**Work instructions:**
Copy out the rows below, starting at the line that contains "Where is the beachfront" and ending at the line that contains "[33,6,101,53]", substituting "Give" for "Provide" and changing nothing else. Leave the pictures out of your copy.
━━━━━ Supplied material
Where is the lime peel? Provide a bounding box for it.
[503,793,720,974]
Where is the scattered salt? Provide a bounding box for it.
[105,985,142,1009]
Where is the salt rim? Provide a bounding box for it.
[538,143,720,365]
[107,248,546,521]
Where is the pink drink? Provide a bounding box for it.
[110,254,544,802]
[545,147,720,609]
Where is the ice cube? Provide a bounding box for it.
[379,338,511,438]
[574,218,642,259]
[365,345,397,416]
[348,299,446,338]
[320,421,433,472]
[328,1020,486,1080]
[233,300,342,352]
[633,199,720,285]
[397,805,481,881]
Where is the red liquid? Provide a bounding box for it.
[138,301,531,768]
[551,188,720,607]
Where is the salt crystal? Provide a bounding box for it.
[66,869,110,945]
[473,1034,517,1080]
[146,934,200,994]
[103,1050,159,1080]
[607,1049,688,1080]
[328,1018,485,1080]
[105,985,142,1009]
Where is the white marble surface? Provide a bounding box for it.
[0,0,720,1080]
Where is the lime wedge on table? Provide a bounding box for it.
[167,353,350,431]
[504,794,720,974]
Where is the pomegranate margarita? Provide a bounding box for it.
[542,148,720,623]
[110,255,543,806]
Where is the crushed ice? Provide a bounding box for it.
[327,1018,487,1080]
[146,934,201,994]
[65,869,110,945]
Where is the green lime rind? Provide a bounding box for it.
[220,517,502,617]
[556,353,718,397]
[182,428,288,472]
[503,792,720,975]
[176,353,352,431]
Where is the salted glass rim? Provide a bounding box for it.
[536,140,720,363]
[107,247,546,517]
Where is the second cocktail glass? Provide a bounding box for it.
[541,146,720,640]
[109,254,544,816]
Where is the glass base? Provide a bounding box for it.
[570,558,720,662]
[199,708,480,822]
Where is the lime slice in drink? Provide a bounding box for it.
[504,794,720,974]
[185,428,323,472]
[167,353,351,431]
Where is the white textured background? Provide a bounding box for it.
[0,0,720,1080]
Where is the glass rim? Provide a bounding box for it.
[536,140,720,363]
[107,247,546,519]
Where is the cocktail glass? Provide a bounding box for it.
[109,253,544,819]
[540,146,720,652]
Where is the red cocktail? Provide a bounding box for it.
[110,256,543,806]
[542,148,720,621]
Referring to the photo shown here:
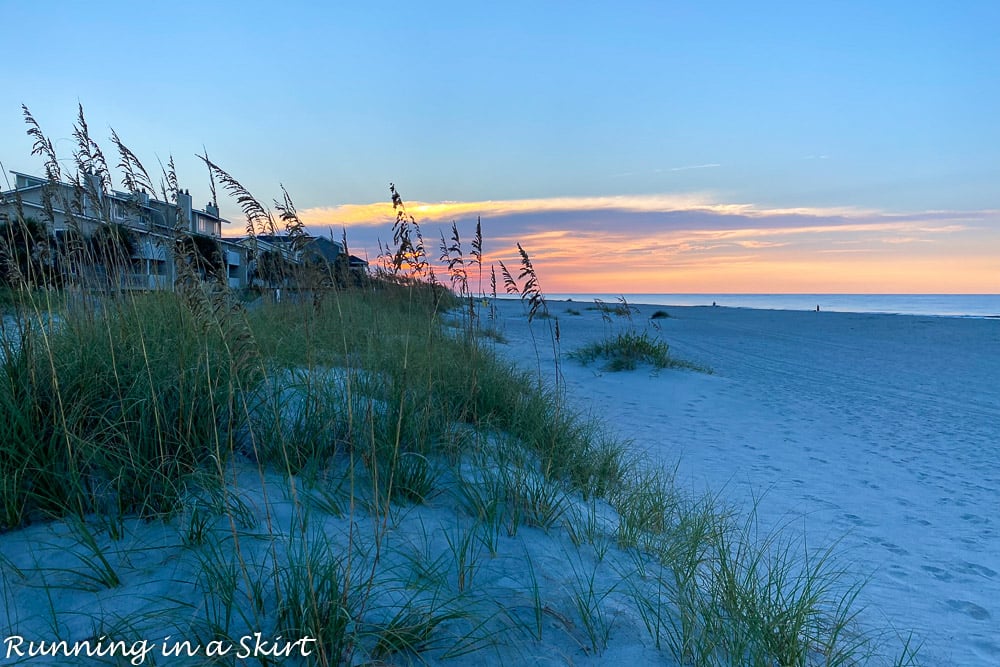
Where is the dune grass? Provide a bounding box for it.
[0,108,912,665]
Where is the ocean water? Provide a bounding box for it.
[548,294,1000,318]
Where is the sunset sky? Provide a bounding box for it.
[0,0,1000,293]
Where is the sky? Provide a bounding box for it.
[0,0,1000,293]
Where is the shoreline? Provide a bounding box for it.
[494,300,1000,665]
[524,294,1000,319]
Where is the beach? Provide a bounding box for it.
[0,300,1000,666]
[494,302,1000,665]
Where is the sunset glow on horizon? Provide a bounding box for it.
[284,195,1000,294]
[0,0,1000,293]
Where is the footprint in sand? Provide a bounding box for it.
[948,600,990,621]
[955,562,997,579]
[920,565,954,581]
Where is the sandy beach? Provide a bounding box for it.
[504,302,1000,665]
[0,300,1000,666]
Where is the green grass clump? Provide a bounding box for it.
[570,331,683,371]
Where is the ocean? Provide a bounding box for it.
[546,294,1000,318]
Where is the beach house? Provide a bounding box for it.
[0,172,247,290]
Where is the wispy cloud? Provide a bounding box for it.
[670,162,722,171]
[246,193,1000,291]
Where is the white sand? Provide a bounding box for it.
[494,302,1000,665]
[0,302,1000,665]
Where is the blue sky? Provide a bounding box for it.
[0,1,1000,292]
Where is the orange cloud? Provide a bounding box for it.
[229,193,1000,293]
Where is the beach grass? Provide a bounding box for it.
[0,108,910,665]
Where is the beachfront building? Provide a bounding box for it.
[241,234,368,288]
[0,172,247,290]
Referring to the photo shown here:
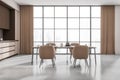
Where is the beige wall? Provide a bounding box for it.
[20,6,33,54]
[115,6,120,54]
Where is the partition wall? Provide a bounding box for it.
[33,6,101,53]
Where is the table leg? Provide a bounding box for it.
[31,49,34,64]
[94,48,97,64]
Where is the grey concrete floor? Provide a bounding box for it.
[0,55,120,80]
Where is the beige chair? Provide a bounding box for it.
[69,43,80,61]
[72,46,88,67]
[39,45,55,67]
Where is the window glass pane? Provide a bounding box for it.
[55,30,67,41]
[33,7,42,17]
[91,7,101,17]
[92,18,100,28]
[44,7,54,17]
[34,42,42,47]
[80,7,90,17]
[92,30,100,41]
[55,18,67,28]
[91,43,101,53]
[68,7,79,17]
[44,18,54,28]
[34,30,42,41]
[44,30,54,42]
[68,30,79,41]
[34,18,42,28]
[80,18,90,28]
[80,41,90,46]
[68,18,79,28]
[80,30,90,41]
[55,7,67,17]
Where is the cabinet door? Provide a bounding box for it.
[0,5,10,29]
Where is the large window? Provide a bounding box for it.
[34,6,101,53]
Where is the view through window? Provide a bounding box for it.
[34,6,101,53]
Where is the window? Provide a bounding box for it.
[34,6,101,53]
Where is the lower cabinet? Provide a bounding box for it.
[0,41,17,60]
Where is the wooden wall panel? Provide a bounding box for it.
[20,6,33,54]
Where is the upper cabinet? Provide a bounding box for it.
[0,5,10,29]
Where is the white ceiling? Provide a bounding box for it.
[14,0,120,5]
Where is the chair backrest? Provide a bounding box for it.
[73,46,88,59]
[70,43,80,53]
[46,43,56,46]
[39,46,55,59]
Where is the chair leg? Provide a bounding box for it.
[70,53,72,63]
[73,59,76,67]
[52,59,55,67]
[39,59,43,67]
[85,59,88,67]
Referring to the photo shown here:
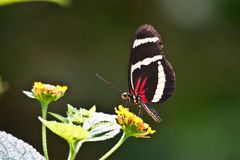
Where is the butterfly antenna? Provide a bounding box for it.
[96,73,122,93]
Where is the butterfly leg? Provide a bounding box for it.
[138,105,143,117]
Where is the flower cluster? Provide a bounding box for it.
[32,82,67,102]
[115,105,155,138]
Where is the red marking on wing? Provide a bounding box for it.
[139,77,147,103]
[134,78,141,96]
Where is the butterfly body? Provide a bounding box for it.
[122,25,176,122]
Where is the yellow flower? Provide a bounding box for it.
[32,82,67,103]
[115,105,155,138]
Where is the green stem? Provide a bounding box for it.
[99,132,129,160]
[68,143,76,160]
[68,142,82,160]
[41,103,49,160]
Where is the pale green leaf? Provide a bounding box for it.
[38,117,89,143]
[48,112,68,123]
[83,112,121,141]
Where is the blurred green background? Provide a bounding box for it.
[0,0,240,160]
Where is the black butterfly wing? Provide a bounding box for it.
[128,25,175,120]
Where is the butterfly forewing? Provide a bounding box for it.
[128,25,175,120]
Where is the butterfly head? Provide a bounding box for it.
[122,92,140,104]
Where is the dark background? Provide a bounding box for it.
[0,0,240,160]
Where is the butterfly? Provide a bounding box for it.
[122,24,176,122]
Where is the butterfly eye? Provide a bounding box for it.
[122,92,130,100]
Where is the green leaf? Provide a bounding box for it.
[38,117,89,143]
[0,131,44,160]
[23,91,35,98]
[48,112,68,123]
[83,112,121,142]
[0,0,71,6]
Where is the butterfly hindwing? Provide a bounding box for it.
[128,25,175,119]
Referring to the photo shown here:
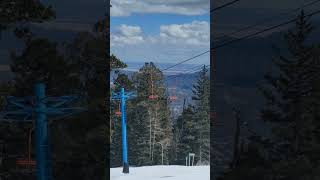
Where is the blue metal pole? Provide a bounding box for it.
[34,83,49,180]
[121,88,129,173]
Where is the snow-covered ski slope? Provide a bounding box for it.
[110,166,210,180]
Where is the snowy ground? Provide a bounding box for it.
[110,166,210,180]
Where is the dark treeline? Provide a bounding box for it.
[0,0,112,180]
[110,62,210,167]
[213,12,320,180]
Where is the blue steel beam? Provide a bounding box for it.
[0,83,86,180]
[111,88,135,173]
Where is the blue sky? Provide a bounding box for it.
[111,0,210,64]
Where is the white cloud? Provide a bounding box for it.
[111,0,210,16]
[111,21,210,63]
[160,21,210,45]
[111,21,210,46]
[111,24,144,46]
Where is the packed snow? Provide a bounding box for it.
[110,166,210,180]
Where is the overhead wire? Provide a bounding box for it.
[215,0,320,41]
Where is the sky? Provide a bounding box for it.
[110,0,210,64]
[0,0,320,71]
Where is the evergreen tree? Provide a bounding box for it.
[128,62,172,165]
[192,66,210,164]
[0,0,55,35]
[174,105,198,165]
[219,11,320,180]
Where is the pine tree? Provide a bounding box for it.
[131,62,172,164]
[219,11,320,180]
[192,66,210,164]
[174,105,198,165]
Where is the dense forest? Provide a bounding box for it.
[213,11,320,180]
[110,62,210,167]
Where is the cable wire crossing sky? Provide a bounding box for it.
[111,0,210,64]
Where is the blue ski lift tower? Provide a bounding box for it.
━━━━━━━━━━
**Full output:**
Where is the beachfront building? Give a bounding box for it.
[241,234,368,288]
[0,172,247,290]
Referring to the photo shown here:
Where is the beige wall? Give a bounding box for it.
[20,6,33,54]
[115,6,120,54]
Where is the partition wall? Give a bounding box for it.
[33,6,101,53]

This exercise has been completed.